Supplied entries ::
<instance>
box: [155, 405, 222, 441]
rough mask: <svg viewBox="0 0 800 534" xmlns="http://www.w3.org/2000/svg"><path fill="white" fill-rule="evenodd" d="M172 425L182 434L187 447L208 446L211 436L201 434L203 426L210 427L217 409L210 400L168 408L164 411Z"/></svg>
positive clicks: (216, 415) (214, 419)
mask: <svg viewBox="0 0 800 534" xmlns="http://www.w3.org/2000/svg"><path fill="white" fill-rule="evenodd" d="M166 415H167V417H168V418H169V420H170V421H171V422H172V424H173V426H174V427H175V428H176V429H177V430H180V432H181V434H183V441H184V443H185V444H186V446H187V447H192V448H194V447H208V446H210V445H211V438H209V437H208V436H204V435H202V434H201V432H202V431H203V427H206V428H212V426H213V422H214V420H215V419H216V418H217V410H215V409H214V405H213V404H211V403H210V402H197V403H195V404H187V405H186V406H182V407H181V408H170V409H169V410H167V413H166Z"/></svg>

* * *

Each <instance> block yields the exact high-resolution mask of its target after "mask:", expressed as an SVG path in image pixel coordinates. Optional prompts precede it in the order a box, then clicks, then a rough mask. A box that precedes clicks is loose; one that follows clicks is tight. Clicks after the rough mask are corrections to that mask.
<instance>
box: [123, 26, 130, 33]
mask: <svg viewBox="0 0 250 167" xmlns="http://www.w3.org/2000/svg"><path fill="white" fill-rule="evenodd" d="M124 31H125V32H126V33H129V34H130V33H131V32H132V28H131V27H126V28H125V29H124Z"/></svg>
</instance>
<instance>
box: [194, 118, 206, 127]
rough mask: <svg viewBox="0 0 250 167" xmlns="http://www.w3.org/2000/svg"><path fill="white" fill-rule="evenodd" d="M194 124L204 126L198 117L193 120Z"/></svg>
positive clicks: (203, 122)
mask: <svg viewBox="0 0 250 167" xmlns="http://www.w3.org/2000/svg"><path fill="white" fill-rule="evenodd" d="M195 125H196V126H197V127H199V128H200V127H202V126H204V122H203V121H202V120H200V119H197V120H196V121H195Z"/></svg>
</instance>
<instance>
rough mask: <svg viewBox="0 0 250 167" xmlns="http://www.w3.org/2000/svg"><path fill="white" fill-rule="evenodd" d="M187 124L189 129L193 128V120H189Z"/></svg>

Try it :: Check every line of the records above for the string "rough". Copy those that hold it.

Final answer ::
rough mask: <svg viewBox="0 0 800 534" xmlns="http://www.w3.org/2000/svg"><path fill="white" fill-rule="evenodd" d="M172 425L182 434L187 447L208 446L211 436L201 434L203 426L210 427L217 409L210 400L168 408L164 411Z"/></svg>
Each <instance> block yields the exact high-resolution mask of its target after "mask:", expressed as an SVG path in image pixel coordinates. Optional prompts precede it in the order a box, then clicks, then a rough mask. A box that precedes clicks is loose; one that follows clicks is tight. Clicks after the rough mask are corrections to that mask.
rough mask: <svg viewBox="0 0 250 167" xmlns="http://www.w3.org/2000/svg"><path fill="white" fill-rule="evenodd" d="M194 124L204 126L198 117L193 120Z"/></svg>
rough mask: <svg viewBox="0 0 250 167" xmlns="http://www.w3.org/2000/svg"><path fill="white" fill-rule="evenodd" d="M187 124L189 129L193 128V120H189Z"/></svg>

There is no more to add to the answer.